Required action
According to the text on motor intervention strategies, what is the intended outcome of any rehabilitation plan of care?

Text for analysis
Movement Observation and Task Analysis

Activity-Based Intervention

  • Function-Induced Recovery

  • Activity-Based, Task-Oriented Intervention

  • Functional Postures

  • Interventions to Remediate Impairments

  • Guided Movement

  • Verbal Instructions and Cueing

Motor Learning Strategies

  • Stage of Motor Learning for Intervention Planning

  • Feedback

  • Practice

  • Transfer of Learning

  • Structuring the Environment

  • Enhancing Patient Decision-Making

Augmented Interventions and Neuromotor Approaches

  • Neuromuscular Facilitation Techniques

  • Neurodevelopmental Treatment

  • Sensory Stimulation Techniques

Compensatory Intervention

Anticipated Goals and Expected Outcomes


Student Practice Activities

Careful examination and evaluation of impairments, activity limitations, and participation restrictions enable the therapist to identify movement deficiencies to target during rehabilitation. Restorative interventions focus on targeted movement deficiencies and utilize activity-based interventions and motor learning strategies. To be most effective, restorative interventions include three basic elements: (1) repetitive and intense practice of task-oriented, functional activities; (2) strategies that enhance active motor learning and adherence-enhancing behaviors; and (3) strategies that encourage use of more-impaired body segments while limiting use of less-impaired segments. During early recovery, patients with limited motor function who are unable to perform voluntary movements or have limited control (e.g., patients with stroke or traumatic brain injury [TBI]) may benefit from augmented intervention strategies. This is a more hands-on approach to training that includes guided, assisted, or facilitated movements. Neuromotor approaches such as proprioceptive neuromuscular facilitation (PNF) and neurodevelopmental treatment (NDT) are examples of augmented intervention approaches that incorporate a number of strategies and techniques to promote movement. Patients with severe movement deficiencies, limited recovery potential, and multiple comorbidities and impairments (e.g., the patient with severe stroke and severe cardiac and respiratory compromise) benefit from compensatory intervention strategies designed to promote early resumption of function. Compensatory interventions include altered movement strategies, assistive devices, environmental adaptation, and the use of less-involved body segments for function.

Restorative interventions organized around a behavioral goal meaningful to the patient and specific activities are the best way to promote functional recovery and retention. Impairment-specific interventions that target specific impairments (e.g., spasticity, contracture, weakness) may be necessary during the course of treatment but should not be the primary focus of treatment. The intended outcome of any rehabilitation plan of care (POC) is functional independence. Remediation of specific impairments can be built into a functional training activity. For example, in a hooklying position, lower trunk rotation in which the knees move from side to side (knee rocks) can increase the strength of hip extensors and abductors while reducing the effects of increased lower extremity (LE) extensor hypertonicity. Functionally, it promotes independent bed mobility as a part-task of rolling.

The diversity of problems experienced by the patient with disordered motor function negates the idea that any one approach or intervention strategy can be successful for all patients. As patients recover, their needs and functional abilities change. The successful therapist understands the full continuum of intervention strategies available to aid patients with impaired motor function and uses them effectively during rehabilitation (Box 2.1).

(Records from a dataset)
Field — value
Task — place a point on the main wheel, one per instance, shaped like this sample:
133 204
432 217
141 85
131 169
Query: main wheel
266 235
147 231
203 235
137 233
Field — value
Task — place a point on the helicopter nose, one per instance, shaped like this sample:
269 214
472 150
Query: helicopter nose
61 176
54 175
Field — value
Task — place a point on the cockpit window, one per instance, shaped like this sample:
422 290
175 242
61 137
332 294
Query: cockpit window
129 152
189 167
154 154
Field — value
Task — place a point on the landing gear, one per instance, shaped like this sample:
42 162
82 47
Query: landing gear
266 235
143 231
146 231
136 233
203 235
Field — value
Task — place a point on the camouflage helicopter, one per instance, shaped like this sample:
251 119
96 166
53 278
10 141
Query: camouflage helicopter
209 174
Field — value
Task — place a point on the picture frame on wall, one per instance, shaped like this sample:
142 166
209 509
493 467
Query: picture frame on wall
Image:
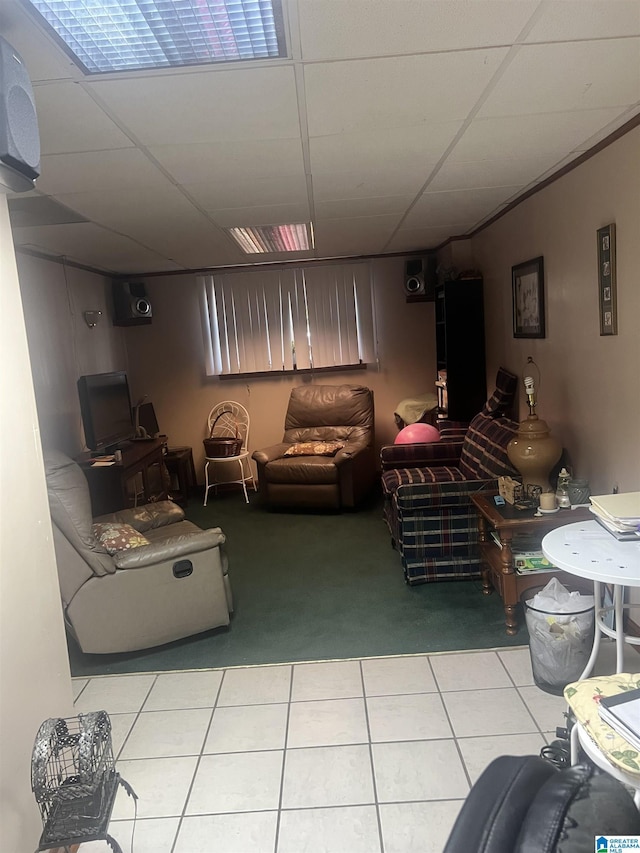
607 280
527 282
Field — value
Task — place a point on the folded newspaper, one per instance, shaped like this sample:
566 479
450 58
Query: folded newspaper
622 713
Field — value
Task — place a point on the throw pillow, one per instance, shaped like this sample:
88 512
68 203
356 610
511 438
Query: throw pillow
314 448
116 537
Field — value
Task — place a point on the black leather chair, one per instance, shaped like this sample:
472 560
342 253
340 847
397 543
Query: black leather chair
524 804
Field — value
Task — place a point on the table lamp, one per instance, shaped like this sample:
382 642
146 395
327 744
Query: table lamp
534 451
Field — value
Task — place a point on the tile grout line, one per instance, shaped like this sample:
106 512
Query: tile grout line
371 760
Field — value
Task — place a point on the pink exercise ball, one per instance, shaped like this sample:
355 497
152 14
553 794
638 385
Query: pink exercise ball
417 434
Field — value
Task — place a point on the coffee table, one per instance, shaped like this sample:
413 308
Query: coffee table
588 551
498 570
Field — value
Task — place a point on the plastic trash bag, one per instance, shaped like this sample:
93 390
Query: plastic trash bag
560 624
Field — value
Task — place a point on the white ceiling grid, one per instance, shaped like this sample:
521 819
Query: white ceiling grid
392 125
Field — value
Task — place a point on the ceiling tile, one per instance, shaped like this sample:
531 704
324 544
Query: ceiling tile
366 234
247 159
508 171
549 78
418 239
412 147
274 214
529 135
163 220
346 208
350 185
211 106
94 246
586 19
57 107
98 170
373 94
249 192
340 30
457 208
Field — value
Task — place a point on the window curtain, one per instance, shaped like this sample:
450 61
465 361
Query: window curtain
286 319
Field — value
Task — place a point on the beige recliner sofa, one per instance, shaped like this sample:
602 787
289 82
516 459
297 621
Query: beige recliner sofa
173 587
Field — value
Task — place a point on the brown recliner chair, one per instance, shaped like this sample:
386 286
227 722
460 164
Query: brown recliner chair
162 580
321 477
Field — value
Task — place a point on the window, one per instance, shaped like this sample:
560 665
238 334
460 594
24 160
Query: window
287 319
128 35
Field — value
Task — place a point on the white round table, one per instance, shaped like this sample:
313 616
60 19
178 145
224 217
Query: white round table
589 551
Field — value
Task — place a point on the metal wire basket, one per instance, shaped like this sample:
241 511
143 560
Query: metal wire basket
74 780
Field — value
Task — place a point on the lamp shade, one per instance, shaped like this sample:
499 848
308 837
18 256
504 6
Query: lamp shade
534 452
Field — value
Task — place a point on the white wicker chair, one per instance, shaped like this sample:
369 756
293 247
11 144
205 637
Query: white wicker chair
229 420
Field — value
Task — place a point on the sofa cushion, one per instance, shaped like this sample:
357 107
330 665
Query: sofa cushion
70 508
118 537
306 470
314 448
412 476
484 451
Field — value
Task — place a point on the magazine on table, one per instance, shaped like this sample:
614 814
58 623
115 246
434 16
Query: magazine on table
622 713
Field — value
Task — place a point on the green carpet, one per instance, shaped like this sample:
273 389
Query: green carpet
317 587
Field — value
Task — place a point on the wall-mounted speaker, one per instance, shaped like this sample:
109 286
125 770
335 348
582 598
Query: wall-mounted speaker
420 279
131 306
19 137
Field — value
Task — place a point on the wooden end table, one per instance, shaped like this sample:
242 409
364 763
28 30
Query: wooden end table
498 571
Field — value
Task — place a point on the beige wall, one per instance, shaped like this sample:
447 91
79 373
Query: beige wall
62 346
590 385
35 683
166 362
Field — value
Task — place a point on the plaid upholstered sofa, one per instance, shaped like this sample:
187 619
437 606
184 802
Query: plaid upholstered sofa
427 489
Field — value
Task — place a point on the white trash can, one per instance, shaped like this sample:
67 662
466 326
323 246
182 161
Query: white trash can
560 625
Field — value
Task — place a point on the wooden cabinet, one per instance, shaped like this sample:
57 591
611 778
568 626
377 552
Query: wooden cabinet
460 349
498 570
139 478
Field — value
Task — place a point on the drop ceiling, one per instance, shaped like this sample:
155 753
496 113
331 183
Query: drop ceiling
391 126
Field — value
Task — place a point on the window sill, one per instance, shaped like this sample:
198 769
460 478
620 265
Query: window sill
341 368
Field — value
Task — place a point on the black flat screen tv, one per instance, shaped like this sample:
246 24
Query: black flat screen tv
105 406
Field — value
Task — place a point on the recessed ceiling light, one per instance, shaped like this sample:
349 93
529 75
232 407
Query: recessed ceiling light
126 35
257 239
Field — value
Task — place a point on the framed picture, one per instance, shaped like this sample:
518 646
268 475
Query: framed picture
607 280
527 281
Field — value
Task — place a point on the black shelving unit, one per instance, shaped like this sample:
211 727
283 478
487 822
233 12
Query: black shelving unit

Result below
Functional independence.